┌──

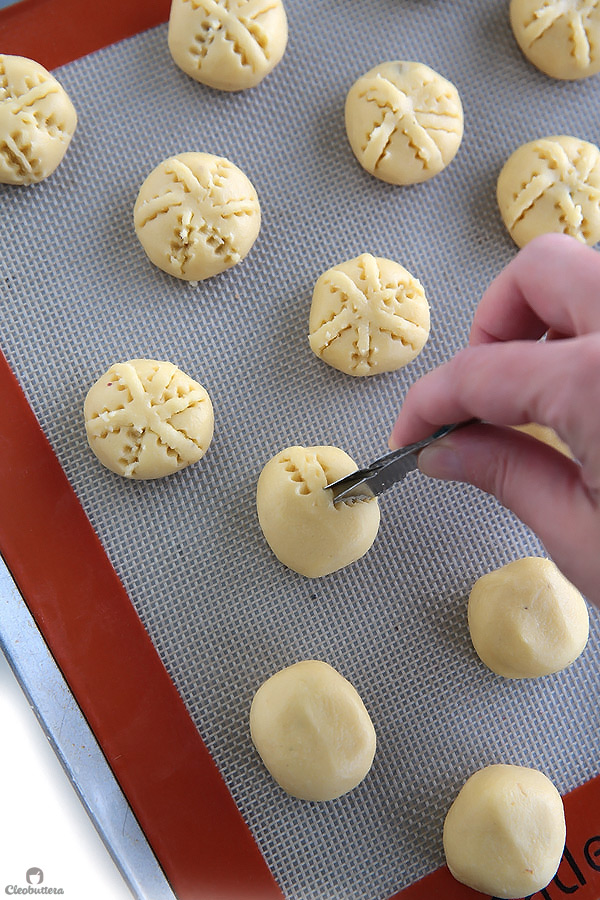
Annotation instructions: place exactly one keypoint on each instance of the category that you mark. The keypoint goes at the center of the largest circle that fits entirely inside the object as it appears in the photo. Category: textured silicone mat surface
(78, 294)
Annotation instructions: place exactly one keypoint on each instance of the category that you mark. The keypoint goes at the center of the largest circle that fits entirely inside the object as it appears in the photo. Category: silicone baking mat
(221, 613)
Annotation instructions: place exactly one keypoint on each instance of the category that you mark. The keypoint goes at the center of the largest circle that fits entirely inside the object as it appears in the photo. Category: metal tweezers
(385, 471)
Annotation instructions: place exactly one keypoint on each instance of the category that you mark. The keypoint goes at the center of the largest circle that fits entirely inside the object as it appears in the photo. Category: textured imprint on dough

└──

→ AIM OF THE TASK
Please rewrite all the records with every "keypoint" changed to "marker" and nothing else altered, and leave the pictures out.

→ RESULT FOR THIS EXERCISE
Annotation instructions: place exactly one marker on each instance of the category that you mark. The marker goes at the center of the largest circle that fits entirely inside the object as it appears in the photo. Category: textured silicone mat surface
(78, 294)
Annotation instructions: place exactly one marker on each instance of the category that you mark. The marker goes at the center of the largest circle that fits entirely inside the object as it appears in the photo. Category: silicone baking mat
(221, 613)
Annotation instructions: place exactly one marker on each instance of the category that you mark. The marker goes at the center of the largest circle that fits entirely inside the object as it appears in the photo. Category: metal tweezers
(385, 471)
Annotation instructions: place exactly one marker on each instance of the category that you mark. The marker goes at the center of the largest circle that fits entirely inside the object as it appears in the photo. Category: textured imprint on dough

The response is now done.